Objetivo: Passe para o inglês esta frase do texto sobre Jaguarão: "Não vou negar que é muito bom fazer compras nos free shops, seria hipocrisia."

Jaguarão não é só free shops
Jaguarão

Tudo bem, tudo bem - eu assumo minha suspeição. 

Como jaguarense de carteirinha, nascida, criada e domiciliada, assumo que sou suspeita para falar.

Mas não posso deixar de dizer: Jaguarão não é só free shops, ou melhor dizendo - uma visita à Cidade Heróica não pode se resumir aos free shops do Rio Branco, cidade vizinha, do lado uruguaio.

Não vou negar que é muito bom fazer compras nos free shops, seria hipocrisia.

O que eu não consigo entender, contudo, é esse pessoal que vem, cruza a cidade pela Rua Uruguai, atravessa a ponte e vai direto ao que interessa. 

Não lembram de dar uma chegadinha no Museu Carlos Barbosa, onde viveu o então "Presidente do Estado", uma volta no Largo das Bandeiras, onde fica a Praça Matriz, quem sabe uma passadinha na beira do Rio Jaguarão, para ter a vista mais bonita da ponte que normalmente só vêem de cima...

Eu mesma, sempre que ia às compritchas no Chuí, quando ainda não havia free shops em Jaguarão, sempre dava uma voltinha em Santa Vitória, ia até a Barra do Chuí, passava pelo Forte de San Miguel, pela Fortaleza de Santa Tereza, esticava até Punta del Diablo...sei lá - não entendo esse pessoal que vem até aqui e vai embora sem ter a curiosidade de ver nada!!!

Aldyr Garcia Schlee, jaguarense ilustre, que ficou famoso ao vencer um concurso nacional de desenho para escolha da camisa da Seleção Brasileira de Futebol, escreveu a respeito, numa crônica chamada Ir a Jaguarão e descobrir o resto do mundo, e aqui eu transcrevo alguns trechos:

Aldyr Garcia Schlee
Aldyr Garcia Schlee recentemente ganhou uma homenagem à sua altura num mural em Jaguarão

Ir a Jaguarão não é fácil; mas compensa. (...)

Ir a Jaguarão e Río Branco é ir ao exterior sem sair do interior, é ir ao estrangeiro sem ser forasteiro, é sentir-se cosmopolita dentro de casa. De certa maneira, é descobrir o resto do mundo no próprio espelho, ante a conformidade das margens opostas e a repartição dos arcos da Ponte.

Registros de dados:
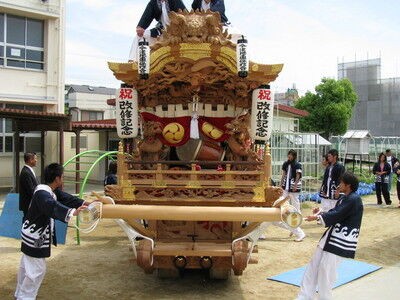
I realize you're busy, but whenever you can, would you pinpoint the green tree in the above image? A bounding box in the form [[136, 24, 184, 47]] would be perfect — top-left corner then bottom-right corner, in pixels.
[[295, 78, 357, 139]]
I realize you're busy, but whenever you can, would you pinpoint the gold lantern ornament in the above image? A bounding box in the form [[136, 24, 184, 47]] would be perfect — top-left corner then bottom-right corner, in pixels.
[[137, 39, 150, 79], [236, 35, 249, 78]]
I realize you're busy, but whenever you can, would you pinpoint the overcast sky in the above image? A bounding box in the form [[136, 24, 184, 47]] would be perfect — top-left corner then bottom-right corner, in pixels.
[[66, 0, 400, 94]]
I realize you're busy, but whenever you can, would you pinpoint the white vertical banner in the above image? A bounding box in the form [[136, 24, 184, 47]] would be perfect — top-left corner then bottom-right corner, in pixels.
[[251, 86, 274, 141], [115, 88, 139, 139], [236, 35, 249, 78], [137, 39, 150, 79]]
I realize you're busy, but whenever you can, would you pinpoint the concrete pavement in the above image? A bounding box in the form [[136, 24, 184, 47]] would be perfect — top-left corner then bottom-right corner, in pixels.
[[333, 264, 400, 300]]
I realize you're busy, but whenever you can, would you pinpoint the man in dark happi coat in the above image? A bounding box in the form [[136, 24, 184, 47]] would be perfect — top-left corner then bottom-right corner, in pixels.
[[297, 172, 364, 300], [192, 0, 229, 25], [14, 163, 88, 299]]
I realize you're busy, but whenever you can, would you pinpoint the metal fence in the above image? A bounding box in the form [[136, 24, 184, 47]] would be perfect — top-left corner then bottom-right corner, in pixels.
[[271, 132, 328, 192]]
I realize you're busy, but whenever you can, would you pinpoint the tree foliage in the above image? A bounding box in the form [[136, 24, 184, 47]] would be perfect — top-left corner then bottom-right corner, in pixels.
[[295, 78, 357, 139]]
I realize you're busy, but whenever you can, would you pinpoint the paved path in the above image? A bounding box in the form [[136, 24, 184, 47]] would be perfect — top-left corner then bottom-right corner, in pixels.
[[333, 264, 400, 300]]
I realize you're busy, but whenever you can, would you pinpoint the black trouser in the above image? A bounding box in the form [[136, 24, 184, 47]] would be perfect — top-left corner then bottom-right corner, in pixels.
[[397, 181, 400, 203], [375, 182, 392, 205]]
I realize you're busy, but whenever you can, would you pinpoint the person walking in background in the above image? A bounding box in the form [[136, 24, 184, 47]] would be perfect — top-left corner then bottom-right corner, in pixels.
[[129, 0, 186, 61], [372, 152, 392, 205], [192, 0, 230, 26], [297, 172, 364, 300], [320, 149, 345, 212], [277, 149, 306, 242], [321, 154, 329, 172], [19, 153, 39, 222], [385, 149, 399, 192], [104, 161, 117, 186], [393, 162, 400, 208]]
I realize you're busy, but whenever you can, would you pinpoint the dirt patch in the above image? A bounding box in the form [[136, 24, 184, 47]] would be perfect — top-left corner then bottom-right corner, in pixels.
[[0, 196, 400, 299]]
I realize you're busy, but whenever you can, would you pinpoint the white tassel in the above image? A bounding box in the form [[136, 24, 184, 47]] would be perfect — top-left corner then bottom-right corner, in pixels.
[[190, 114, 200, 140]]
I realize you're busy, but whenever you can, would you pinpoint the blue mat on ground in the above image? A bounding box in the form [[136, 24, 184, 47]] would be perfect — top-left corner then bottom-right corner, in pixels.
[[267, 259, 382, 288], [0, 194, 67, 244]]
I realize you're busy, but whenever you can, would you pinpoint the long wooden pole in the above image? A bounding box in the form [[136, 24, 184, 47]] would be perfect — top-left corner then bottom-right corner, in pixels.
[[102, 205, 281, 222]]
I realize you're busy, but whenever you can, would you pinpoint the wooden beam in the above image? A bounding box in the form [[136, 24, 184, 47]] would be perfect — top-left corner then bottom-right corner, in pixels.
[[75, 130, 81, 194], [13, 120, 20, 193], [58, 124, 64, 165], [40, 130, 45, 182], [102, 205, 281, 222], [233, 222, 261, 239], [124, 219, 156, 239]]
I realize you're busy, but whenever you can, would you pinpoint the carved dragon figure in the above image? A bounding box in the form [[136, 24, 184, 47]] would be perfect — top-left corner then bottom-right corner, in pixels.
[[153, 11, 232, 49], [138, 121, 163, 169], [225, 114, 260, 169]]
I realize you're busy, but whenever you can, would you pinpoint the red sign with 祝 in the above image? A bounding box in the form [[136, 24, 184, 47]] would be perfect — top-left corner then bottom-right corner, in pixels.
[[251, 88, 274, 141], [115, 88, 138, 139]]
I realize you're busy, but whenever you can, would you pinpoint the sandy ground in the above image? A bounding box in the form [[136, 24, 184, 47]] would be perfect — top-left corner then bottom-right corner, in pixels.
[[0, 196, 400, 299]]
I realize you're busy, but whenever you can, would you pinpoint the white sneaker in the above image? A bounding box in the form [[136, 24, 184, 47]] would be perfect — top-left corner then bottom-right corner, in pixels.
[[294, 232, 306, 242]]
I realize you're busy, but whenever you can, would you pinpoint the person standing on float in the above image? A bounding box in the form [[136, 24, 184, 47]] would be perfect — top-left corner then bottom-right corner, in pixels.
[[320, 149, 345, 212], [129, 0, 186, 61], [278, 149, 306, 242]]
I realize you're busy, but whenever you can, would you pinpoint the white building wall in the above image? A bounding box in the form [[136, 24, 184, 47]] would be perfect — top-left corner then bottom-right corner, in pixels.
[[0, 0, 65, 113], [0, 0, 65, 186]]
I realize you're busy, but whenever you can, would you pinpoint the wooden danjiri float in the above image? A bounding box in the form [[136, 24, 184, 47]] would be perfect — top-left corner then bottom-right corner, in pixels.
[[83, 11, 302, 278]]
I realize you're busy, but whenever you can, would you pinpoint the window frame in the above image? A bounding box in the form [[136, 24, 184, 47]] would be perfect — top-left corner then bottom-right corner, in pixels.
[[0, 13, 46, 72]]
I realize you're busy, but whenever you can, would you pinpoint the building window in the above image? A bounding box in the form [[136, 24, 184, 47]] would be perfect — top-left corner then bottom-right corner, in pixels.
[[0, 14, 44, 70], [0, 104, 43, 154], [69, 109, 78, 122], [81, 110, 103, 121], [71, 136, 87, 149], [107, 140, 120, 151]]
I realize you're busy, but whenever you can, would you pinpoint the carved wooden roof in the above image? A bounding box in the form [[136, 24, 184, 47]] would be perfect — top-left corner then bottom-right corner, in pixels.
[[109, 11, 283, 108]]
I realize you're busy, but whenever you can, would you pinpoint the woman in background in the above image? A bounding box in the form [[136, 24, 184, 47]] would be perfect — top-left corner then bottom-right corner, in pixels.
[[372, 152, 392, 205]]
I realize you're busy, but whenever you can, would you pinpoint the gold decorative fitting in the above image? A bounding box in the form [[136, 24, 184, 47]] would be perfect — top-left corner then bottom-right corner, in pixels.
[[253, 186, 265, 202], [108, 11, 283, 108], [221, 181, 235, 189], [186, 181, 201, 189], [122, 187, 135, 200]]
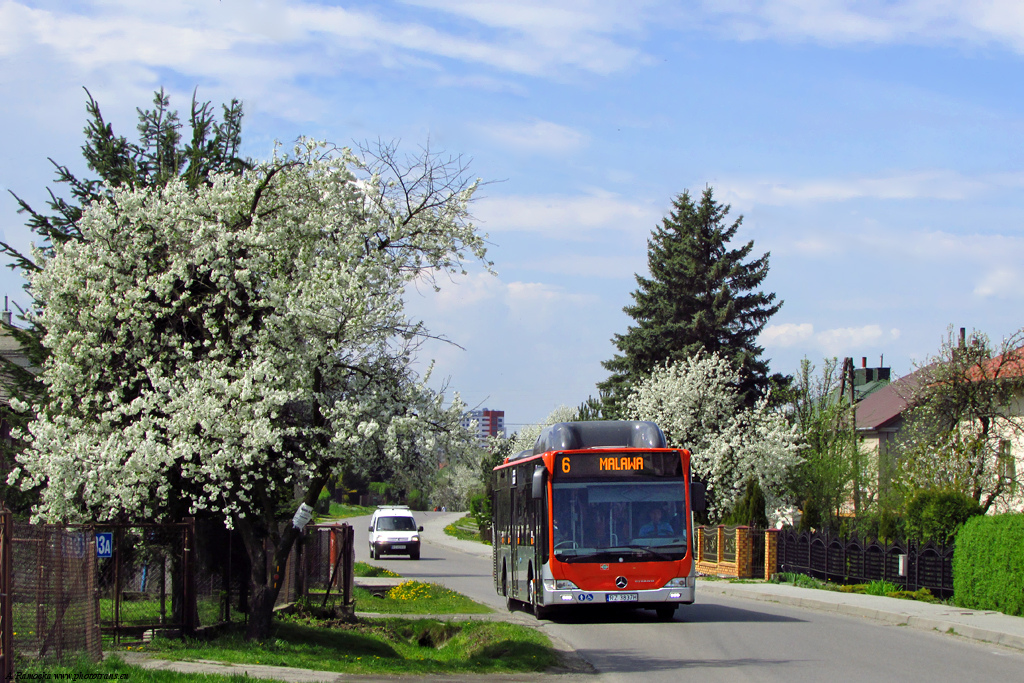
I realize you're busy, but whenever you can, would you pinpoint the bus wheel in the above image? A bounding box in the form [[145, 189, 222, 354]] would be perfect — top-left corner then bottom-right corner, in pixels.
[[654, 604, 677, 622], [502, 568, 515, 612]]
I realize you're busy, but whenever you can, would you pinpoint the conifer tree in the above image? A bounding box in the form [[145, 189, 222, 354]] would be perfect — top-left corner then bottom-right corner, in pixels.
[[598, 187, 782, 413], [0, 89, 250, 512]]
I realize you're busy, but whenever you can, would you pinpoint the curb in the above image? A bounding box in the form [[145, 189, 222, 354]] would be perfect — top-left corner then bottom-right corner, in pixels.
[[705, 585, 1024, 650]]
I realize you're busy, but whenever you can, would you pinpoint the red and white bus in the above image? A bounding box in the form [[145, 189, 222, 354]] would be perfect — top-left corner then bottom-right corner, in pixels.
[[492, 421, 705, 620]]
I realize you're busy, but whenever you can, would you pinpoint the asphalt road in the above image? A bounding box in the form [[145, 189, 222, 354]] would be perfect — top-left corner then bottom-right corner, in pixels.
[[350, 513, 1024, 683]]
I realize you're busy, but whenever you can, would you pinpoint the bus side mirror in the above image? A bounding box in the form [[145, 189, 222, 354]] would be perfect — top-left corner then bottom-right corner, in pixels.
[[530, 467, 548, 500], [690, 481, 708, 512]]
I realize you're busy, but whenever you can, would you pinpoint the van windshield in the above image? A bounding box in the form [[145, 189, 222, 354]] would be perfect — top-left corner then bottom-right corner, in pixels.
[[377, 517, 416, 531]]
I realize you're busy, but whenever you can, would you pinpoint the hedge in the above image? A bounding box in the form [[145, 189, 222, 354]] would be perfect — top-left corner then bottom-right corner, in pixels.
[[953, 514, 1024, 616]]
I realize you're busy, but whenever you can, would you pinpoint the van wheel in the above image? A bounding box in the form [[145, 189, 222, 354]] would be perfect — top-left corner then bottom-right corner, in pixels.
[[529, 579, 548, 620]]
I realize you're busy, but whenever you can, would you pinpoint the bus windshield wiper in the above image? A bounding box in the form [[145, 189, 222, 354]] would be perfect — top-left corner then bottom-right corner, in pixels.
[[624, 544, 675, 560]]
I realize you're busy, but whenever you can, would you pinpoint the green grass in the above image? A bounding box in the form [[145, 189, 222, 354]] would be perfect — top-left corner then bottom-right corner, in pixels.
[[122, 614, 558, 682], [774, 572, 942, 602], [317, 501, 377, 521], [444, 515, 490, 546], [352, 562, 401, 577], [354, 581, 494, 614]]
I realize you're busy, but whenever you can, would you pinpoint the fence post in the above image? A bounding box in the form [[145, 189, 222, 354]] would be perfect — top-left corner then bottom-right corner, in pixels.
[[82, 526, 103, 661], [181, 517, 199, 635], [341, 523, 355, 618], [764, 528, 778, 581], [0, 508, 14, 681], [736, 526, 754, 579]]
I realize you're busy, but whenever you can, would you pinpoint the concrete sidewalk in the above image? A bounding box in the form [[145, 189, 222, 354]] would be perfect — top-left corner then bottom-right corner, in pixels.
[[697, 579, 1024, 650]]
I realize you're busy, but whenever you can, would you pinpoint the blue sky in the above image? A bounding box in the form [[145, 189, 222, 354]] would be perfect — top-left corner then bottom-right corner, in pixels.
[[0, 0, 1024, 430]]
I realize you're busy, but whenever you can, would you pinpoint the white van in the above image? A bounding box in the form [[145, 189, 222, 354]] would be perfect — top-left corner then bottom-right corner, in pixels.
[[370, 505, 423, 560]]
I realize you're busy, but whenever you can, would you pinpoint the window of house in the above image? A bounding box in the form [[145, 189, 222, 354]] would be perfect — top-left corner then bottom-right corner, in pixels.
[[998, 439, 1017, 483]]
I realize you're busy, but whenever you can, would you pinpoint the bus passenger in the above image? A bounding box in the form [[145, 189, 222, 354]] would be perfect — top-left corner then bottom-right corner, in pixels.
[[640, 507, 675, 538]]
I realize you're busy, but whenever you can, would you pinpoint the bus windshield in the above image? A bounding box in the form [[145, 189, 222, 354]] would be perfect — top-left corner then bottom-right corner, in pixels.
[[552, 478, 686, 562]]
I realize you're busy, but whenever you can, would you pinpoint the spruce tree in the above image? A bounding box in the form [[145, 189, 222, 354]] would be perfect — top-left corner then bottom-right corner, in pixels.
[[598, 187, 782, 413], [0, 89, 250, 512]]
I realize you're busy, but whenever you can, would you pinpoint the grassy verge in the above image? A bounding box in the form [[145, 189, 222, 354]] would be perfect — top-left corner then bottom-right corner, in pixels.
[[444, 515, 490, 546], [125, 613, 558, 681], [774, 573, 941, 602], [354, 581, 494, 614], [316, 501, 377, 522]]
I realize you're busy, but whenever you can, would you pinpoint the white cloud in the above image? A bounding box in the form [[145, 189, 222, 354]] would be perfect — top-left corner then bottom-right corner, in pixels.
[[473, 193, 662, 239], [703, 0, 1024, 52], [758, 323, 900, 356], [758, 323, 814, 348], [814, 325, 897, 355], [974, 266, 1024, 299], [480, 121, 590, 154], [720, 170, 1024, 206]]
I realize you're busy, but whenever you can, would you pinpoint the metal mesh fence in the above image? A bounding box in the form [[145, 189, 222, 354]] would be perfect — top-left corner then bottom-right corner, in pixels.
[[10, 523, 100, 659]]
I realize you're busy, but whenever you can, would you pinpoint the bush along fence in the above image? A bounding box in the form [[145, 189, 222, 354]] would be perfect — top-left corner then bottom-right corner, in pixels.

Resposta: I won't deny that shopping at the free shops is very nice; that would be hypocrisy.